§ **EXTRACT PROVIDED**
## Begin

Director Charles B. Prichard, of the Pittsburgh Department of Public Safety, recognized the possibilities of effective coöperation at the beginning, and there was not a moment when the patrolmen and municipal detectives did not do everything possible to promote the success of the League’s activities. This spirit of patriotic coöperation on the part of the municipal authorities was constantly maintained through the friendliness and enthusiasm of Robert J. Alderdice, superintendent of police; Magistrate Walter J. Lloyd and Commissioners of Police Dye, Kane, Johnson and Calhoun. Pittsburgh certainly was well policed. In all, the League maintained constantly throughout the trying period over 2,000 active operatives.

## End

§ **SUPPLIED INFORMATION**
## Begin

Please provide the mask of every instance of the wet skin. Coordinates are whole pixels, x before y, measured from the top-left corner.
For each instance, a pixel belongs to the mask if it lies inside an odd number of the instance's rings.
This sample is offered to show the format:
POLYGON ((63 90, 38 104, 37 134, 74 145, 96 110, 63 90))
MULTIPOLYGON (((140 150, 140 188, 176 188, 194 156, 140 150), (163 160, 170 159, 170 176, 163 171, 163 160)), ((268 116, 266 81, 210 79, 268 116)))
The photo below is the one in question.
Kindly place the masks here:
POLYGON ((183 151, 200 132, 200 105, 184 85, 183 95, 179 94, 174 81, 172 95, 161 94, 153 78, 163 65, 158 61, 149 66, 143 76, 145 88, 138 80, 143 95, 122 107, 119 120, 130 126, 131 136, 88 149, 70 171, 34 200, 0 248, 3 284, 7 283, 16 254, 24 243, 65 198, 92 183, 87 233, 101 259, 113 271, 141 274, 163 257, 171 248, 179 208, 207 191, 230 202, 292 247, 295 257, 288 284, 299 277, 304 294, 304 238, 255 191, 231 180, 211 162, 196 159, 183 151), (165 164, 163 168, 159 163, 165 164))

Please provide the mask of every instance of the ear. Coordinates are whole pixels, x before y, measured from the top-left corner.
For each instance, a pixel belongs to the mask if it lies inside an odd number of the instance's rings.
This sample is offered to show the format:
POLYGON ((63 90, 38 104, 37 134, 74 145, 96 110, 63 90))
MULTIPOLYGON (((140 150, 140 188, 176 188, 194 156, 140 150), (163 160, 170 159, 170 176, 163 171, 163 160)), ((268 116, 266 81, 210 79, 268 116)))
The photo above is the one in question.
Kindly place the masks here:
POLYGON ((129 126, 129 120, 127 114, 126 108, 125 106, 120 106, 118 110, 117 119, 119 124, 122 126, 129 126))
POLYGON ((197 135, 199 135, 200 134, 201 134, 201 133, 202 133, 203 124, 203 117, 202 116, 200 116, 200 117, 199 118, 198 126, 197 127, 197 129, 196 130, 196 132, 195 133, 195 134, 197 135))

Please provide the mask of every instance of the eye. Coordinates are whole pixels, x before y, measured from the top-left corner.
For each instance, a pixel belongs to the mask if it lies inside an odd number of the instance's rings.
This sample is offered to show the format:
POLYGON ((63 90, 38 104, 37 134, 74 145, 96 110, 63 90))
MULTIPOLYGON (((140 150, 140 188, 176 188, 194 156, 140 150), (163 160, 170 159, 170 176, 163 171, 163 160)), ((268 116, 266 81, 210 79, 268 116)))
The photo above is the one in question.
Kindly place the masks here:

## End

§ **REQUIRED WORK**
(1) Name every commissioner of police mentioned in the passage on the League's work in Pittsburgh.
(2) Answer these questions from the passage on the League's work in Pittsburgh, one answer per line:
(a) Who was director of the Pittsburgh Department of Public Safety?
(b) Who was superintendent of police?
(c) How many active operatives did the League maintain constantly?
(3) Please pick up the passage on the League's work in Pittsburgh after its last sentence and carry it on.

§ **SOLVED PROBLEMS**
(1) Dye, Kane, Johnson and Calhoun

(2)
(a) Charles B. Prichard
(b) Robert J. Alderdice
(c) Over 2,000

(3)
The effectiveness of this far-reaching organization was revealed in the complete absence of those disturbances which had been feared. At the outbreak of war, troops had been located at bridges and important public works, but the thorough manner in which the League ferreted out those who were willing to foment trouble soon rendered unnecessary the guarding of industrial plants by soldiers or police. There were no interruptions to the enormous output of munitions and manufactured material, nor were there any accidents, explosions or labor troubles traced to agents of the enemy. In the Pittsburgh division alone, over 25,000 cases were investigated, and every person upon whom the least suspicion had been cast was soon rendered powerless to do harm. Every effort was made to eliminate troubles by preventing alien sympathizers from perfecting their plans. No meetings where incendiary talk could be fostered were permitted to continue, and it was not long before those who had trouble in mind realized that to continue their purpose would only lead to their own downfall and also that of their followers. The record of the League is a tribute to the wisdom of this preventive policy.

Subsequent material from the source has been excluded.